There is a reason that legitimate scientific study of medications –often take years or longer to conduct and involve tens of thousands of randomized participants as well as control groups that receive only placebos. Not only is the safety of the medication of paramount concern, its effect on a wide array of recipients with various health and physical conditions is necessary to determine how a drug might act under real world conditions. The web site in question uses a slight of hand trick—suggesting that by aggregating a number of these small studies that came to positive or benign conclusions it has not just equal evidence of the drug’s efficacy, but incontrovertible proof that the large-scale well regulated scientific studies are wrong. This is nothing more than quackery. The studies offered on this site were conducted under different conditions, with varied doses, a haphazard makeup of participants, no controls —in fact nothing about them is the same except the drug. Worse yet, none were conducted in the situation we now face, and that actually matters—on real patients who are hospitalized and in life threatening circumstance.

It does not matter, however, to desperate people who want to believe in a hail Mary pass, a drug that will magically save them from a disease they chose to downplay, and vaccines that they rejected for a variety of reasons not least of which was the claim that they were insufficiently studied. To those who point to this site as proof positive of a genuine conspiracy—a plot to withhold a life-saving medicine, no amount of reason or fact will prove sufficient.

------------------------------------------------------------

→ **Tasks**:
a) Answer these questions using the passage about the drug-study web site:
(i) What does the passage say legitimate studies of medications often involve besides taking years or longer?
(ii) How did the studies offered on the site differ from one another?
(iii) What claim about vaccines does the passage give as one reason people rejected them?
b) Extend the passage about the drug-study web site, starting after its final sentence.
These rows come from a different source than the passage.

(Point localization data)

------------------------------------------------------------

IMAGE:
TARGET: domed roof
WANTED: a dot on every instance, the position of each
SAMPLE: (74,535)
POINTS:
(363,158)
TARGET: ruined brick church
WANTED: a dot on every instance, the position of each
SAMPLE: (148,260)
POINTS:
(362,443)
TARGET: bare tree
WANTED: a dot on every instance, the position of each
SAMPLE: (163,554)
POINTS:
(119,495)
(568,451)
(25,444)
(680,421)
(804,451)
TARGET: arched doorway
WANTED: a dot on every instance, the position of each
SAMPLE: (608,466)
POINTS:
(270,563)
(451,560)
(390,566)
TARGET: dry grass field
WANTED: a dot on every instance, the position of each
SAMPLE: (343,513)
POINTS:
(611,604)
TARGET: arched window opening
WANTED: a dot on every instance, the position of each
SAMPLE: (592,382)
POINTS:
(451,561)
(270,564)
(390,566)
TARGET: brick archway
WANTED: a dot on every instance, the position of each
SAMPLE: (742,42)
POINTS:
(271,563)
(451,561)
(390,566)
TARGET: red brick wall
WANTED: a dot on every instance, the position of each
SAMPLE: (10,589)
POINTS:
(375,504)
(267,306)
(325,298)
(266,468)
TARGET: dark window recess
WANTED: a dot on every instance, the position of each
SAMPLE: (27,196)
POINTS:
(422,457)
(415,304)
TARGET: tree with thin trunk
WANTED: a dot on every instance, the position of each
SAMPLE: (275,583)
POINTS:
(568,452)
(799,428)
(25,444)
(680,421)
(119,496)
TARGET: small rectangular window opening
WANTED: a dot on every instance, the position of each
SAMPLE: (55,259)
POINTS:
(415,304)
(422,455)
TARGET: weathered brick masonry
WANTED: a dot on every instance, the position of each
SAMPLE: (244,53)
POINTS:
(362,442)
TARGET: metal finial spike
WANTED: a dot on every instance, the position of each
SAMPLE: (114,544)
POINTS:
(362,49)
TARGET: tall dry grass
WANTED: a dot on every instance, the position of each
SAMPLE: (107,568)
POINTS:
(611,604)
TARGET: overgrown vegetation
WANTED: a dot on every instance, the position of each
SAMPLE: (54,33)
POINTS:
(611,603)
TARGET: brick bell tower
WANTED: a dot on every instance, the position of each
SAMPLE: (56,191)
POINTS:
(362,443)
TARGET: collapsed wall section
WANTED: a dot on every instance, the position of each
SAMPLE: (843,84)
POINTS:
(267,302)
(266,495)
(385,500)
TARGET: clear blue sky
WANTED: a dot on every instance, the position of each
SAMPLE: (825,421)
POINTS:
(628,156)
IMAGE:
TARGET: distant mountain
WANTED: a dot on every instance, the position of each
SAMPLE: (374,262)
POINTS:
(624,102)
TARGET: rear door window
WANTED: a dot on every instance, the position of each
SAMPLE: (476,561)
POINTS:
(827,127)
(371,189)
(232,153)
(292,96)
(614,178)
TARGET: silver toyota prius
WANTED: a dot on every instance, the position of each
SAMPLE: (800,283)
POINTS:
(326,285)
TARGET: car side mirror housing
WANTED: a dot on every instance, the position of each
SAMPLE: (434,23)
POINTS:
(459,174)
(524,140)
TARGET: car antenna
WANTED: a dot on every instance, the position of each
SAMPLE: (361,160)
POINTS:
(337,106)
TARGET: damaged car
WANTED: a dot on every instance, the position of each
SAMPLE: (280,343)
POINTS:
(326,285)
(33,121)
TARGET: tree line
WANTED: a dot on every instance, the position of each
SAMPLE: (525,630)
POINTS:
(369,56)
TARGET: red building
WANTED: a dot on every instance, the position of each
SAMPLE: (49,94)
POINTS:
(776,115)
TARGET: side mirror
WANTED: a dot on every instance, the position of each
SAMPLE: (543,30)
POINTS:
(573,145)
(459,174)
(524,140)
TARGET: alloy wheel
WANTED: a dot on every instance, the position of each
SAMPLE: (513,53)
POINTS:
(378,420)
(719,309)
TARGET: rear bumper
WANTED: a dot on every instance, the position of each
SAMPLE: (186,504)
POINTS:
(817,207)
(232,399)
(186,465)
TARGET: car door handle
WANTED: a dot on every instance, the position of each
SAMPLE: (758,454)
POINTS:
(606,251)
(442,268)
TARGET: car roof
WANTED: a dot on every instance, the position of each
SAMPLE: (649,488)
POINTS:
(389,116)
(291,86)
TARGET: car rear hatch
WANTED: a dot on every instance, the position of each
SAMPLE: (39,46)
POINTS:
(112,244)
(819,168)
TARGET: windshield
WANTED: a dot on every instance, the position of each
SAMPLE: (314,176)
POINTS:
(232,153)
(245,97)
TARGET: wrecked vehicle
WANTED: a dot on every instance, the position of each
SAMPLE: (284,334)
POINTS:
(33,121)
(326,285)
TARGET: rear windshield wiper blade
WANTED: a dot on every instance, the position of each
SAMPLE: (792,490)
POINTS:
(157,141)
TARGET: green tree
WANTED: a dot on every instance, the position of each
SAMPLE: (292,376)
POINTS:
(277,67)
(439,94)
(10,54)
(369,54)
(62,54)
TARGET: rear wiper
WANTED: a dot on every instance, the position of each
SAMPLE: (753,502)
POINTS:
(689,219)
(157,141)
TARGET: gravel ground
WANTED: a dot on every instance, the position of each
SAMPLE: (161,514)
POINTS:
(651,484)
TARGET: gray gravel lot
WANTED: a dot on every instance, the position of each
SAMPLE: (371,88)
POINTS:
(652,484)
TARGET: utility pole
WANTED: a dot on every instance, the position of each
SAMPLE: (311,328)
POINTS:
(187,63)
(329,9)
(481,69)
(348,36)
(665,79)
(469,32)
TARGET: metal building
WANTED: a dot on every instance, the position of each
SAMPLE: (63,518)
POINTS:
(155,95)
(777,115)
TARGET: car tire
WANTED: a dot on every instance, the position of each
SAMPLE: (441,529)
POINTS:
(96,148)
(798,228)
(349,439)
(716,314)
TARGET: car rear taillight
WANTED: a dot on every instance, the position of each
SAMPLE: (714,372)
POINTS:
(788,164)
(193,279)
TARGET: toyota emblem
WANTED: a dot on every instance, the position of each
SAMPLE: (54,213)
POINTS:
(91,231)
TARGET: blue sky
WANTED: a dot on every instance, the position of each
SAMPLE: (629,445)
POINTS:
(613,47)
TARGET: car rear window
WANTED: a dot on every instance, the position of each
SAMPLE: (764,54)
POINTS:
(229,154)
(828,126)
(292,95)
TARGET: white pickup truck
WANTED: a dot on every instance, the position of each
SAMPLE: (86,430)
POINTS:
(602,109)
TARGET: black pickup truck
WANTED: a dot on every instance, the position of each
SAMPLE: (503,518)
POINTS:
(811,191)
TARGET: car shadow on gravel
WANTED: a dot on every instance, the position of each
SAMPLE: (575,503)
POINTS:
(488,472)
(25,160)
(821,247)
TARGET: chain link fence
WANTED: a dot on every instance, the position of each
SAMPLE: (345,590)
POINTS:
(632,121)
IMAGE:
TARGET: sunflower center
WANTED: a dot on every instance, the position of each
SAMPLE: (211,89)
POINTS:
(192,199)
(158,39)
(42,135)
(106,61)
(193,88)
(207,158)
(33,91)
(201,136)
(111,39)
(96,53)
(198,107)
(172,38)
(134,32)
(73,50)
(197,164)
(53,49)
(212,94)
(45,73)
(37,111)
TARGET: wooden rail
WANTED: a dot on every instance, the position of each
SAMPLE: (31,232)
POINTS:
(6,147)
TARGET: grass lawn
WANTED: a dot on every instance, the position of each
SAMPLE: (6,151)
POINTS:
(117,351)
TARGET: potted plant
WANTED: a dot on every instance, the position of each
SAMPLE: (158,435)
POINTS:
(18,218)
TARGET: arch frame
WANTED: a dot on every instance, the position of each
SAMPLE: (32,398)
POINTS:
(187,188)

------------------------------------------------------------

→ **Task responses**:
a)
(i) Tens of thousands of randomized participants, as well as control groups that receive only placebos.
(ii) They were conducted under different conditions, with varied doses, a haphazard makeup of participants and no controls.
(iii) The claim that the vaccines were insufficiently studied.

b)
And just when you thought things could not get more bizarre, an influential conservative media outlet—one that has propagated more than its share of conspiracy narratives recently observed that a high percentage of deaths of unvaccinated Covid patients is occurring in far greater numbers among those on the political right, that is among the unvaccinated. The editors of this magazine note that disproportionately greater numbers of those on the left are vaccinated and conclude that they are intentionally goading conservative voters to avoid the vaccine. Apparently the editors do not watch or listen to right wing media where dozens of personalities—all of whom are vaccinated —boldly tell their viewers to avoid the jab, lest democracy crumble and the devil prevail.


Apparently, the left has also enlisted the aid of a number of conservative Governors in this devious plan and it is working brilliantly in their states. In Florida alone they have been so successful that they have sent over 50,000 to their grave and counting. But you need not worry—according to the conspiracists all those who have taken the vaccines will be dead in three years due to DNA corruption, or some other made up nonsense. Among those who believe that the vaccine is a crime against humanity—one that will kill you either immediately or eventually perhaps an anti-conspiracy conspiracy theory will emerge that those on the left mocking the unvaccinated are secretly conspiring to save them. It’s hard to tell these days.


You see that’s the problem, there are so many conspiracies that they are beginning to collide with one another and the constant introduction of new ones has resulted in a fragmented and incoherent picture of just who is out to get whom. It would all be just another example of politicians and theocrats off the rails if hundreds of thousands of lives, millions worldwide, were not at stake. We have already surpassed the death rate of the 1918 pandemic and tens of millions of people in the US and elsewhere remain unvaccinated. It puts me in mind of a saying i heard from one of my pundit friends regarding the fools and instigators pedalling this nonsense, “ it’s not that they shoot themselves in the foot, it’s that they reload so quickly.”